=== Section Start ===
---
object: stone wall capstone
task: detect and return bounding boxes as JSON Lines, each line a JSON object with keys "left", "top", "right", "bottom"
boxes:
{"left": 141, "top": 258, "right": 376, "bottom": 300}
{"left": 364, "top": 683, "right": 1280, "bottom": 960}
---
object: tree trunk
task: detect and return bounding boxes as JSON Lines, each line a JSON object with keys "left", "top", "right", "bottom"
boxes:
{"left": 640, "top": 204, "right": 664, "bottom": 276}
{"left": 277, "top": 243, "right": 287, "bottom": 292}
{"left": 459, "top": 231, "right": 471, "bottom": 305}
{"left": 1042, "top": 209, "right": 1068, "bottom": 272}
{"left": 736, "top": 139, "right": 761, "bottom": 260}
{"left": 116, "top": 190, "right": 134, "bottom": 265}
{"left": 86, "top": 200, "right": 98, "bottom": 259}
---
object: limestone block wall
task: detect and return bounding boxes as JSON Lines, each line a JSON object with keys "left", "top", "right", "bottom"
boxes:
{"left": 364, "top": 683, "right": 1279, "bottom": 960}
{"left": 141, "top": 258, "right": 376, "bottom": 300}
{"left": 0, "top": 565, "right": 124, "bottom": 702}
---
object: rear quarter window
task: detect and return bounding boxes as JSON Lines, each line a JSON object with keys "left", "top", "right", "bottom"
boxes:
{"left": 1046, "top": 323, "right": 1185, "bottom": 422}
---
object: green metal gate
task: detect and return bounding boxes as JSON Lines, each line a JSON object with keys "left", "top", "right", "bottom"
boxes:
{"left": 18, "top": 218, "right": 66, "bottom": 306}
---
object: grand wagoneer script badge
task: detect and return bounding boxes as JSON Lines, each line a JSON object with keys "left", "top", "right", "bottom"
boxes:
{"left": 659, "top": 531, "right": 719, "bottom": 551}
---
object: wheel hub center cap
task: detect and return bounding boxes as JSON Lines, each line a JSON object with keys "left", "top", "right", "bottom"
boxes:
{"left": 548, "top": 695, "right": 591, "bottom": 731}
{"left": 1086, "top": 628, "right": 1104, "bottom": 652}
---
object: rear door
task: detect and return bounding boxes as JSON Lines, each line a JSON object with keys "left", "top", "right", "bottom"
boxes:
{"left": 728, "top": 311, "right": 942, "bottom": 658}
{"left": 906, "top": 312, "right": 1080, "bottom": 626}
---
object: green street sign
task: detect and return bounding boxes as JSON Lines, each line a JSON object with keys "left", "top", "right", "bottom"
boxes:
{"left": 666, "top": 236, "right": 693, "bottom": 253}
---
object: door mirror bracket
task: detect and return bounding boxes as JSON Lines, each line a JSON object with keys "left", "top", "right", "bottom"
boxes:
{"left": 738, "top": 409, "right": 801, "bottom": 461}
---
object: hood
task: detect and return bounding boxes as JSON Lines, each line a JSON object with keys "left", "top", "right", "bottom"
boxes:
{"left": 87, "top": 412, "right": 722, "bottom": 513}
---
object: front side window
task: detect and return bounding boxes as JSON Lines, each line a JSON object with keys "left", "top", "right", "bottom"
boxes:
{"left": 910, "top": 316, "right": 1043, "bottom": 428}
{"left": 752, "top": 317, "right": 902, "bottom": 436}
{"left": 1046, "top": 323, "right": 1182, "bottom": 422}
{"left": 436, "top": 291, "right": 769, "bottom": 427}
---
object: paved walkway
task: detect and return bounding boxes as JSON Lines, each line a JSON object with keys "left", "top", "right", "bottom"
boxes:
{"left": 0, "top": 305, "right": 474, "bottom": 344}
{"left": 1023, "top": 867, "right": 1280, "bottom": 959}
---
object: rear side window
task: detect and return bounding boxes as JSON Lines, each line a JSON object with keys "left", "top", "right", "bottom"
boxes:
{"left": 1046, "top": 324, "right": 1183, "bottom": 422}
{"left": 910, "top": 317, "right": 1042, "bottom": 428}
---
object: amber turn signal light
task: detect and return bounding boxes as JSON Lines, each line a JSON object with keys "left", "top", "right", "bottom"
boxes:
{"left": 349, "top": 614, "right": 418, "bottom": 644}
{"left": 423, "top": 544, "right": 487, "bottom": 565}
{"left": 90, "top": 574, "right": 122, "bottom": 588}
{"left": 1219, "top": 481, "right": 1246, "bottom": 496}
=== Section End ===
=== Section Start ===
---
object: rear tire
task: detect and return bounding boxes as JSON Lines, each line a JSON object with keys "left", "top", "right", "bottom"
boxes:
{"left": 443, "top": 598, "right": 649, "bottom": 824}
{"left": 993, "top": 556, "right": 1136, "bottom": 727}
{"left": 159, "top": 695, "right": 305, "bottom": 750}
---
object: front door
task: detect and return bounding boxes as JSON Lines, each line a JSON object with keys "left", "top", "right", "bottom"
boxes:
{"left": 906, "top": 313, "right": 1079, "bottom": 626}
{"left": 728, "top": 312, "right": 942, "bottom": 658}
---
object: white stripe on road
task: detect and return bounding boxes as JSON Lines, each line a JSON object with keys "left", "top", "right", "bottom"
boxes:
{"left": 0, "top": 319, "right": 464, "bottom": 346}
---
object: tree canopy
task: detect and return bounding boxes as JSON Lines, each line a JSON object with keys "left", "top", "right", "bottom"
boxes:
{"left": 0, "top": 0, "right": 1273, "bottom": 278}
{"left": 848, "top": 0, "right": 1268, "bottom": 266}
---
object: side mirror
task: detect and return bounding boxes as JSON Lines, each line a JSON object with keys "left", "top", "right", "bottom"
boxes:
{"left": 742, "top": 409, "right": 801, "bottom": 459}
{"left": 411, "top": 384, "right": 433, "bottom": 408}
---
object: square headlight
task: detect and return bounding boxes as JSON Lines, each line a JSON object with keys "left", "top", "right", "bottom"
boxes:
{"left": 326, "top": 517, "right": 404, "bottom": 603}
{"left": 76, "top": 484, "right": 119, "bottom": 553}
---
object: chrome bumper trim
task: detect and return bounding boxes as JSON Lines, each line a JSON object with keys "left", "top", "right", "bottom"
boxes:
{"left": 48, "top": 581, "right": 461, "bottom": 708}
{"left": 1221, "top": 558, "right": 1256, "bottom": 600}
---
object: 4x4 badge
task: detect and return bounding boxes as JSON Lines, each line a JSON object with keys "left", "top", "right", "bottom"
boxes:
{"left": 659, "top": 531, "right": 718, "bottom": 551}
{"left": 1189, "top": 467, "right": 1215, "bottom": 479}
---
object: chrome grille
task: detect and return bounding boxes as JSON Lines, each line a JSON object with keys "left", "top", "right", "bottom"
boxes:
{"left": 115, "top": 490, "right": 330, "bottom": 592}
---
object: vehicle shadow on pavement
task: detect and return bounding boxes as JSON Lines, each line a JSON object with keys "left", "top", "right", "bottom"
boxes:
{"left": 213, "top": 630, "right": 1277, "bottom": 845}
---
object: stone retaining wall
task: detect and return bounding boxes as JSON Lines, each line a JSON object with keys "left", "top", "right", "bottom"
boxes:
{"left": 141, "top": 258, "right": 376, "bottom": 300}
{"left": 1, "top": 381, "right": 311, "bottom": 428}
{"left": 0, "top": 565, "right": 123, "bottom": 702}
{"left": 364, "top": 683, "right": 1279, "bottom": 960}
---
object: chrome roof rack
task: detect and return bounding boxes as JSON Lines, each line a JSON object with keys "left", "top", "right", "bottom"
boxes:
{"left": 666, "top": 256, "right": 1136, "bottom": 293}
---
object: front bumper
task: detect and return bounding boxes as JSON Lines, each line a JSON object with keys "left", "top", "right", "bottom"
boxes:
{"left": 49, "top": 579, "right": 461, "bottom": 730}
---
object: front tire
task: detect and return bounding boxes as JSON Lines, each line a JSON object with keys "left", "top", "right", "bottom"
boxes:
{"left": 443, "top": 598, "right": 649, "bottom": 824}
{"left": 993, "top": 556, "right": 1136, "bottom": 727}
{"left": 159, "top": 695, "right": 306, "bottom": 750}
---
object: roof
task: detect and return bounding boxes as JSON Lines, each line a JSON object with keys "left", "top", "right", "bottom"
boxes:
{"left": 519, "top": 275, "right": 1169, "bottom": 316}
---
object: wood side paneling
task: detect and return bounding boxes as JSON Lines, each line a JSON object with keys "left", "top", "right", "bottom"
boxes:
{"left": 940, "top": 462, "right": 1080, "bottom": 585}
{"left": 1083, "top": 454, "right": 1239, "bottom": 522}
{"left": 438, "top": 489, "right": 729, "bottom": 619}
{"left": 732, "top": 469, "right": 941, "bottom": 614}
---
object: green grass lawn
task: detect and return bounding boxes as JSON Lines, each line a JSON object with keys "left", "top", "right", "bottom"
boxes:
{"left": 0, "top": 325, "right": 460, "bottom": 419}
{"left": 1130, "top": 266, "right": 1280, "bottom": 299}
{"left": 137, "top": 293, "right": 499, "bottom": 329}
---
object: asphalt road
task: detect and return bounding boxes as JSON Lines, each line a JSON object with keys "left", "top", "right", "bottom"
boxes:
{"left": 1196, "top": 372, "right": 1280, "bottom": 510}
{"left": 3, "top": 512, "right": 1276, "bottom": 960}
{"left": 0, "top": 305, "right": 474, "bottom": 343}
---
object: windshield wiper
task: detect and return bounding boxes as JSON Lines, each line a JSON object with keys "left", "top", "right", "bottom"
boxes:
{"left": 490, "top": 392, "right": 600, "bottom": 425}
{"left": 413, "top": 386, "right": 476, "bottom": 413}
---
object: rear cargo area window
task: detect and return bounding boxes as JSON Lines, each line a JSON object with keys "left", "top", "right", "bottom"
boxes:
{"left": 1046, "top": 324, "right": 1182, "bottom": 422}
=== Section End ===
* _What this task involves_
In the entries above, find the line with "object: 4x4 badge" and the line with "object: vehicle shadow on pavement", then set down exactly those two and every line between them, nothing else.

* _Finished task_
object: 4x4 badge
task: detect and return bounding boxes as JSON Lines, each line a JSON object with keys "left", "top", "right", "bottom"
boxes:
{"left": 659, "top": 531, "right": 718, "bottom": 551}
{"left": 1189, "top": 467, "right": 1215, "bottom": 479}
---
object: chrome grille
task: detect and return bounding boxes as JSON Lines, each line a JSON object with keys "left", "top", "right", "bottom"
boxes:
{"left": 115, "top": 490, "right": 330, "bottom": 592}
---
object: vehicle shadow on pavement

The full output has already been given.